Prompt.
What two other names for Medicare Supplement Insurance does the insurance overview give?

Passage.
========================================
Medicare Supplement Insurance pays in addition to Original Medicare. These plans are also known as: Medigap or Medicare Supplemental Insurance. They are designed to fill the gaps in Original Medicare and can help with copayments, coinsurance, and deductibles.
You can get your Medicare benefits through Original Medicare, or a Medicare Advantage Plan (like an HMO or PPO). If you have Original Medicare, the government pays for Medicare benefits when you get them. Medicare Advantage Plans, sometimes called “Part C” or “MA Plans,” are offered by private companies approved by Medicare. Medicare pays these companies to cover your Medicare benefits. If you join a Medicare Advantage Plan, the plan will provide all of your Medicare Part A (Hospital Insurance) and Medicare Part B (Medical Insurance) coverage. This is different than a Medicare Supplement Insurance (Medigap) policy.
A life insurance policy is a contract with an insurance company. In exchange for premium payments, the insurance company provides a lump-sum payment, known as a death benefit, to beneficiaries upon the insured's death. Typically, life insurance is chosen based on the needs and goals of the owner. Term life insurance generally provides protection for a set period of time, while permanent insurance, such as whole and universal life, provides lifetime coverage. It's important to note that death benefits from all types of life insurance are generally income tax-free.
PRESCRIPTION DRUG PLANS
Medicare prescription drug coverage (Part D) helps you pay for both brand-name and generic drugs. Medicare drug plans are offered by insurance companies and other private companies approved by Medicare, which doesn’t already include prescription drug coverage.
Under 65 Health Insurance
Health insurance helps protect you from the high costs of health care. It helps you pay for doctor visits, hospital stays, prescription drugs and important preventive care. You can choose from a variety of health insurance plans with different levels of coverage to fit your needs and budget.
Annuities are tax-deferred contracts designed for retirement planning that people can include as part of their retirement savings plan. In return for the premiums you pay to buy the annuity, the insurance company will give you a series of payments that are guaranteed to last for a designated period of time.
Short Term Care
Short term care is a flexible health insurance solution available when you need coverage for a period of transition in your life. It helps cover the cost of different types of care for up to a certain amount of days, like to recover from an illness or injury or to transition from living independently to receiving assisted care at home or in a facility.
========================================
The data.
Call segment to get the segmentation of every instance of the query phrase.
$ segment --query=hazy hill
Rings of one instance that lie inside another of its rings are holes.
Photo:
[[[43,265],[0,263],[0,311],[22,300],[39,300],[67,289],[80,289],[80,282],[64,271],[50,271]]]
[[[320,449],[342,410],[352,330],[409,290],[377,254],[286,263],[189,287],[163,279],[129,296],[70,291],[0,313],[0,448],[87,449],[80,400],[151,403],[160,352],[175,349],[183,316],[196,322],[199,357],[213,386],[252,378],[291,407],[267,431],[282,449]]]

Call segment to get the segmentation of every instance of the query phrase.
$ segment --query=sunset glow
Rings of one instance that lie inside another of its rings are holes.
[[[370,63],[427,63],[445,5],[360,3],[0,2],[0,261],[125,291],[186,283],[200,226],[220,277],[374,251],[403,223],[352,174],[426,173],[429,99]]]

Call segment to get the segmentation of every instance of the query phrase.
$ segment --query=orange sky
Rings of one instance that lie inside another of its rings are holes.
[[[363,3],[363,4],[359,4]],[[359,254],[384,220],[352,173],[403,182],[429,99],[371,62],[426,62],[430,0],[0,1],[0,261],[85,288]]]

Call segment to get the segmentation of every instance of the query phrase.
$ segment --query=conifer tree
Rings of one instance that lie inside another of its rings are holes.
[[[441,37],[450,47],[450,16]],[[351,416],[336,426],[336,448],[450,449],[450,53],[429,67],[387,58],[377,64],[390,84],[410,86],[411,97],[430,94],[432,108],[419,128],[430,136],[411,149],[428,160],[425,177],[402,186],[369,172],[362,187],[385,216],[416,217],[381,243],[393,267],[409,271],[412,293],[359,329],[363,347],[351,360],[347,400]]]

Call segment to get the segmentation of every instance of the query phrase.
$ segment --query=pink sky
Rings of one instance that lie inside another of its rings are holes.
========================================
Solution to this exercise.
Medigap and Medicare Supplemental Insurance.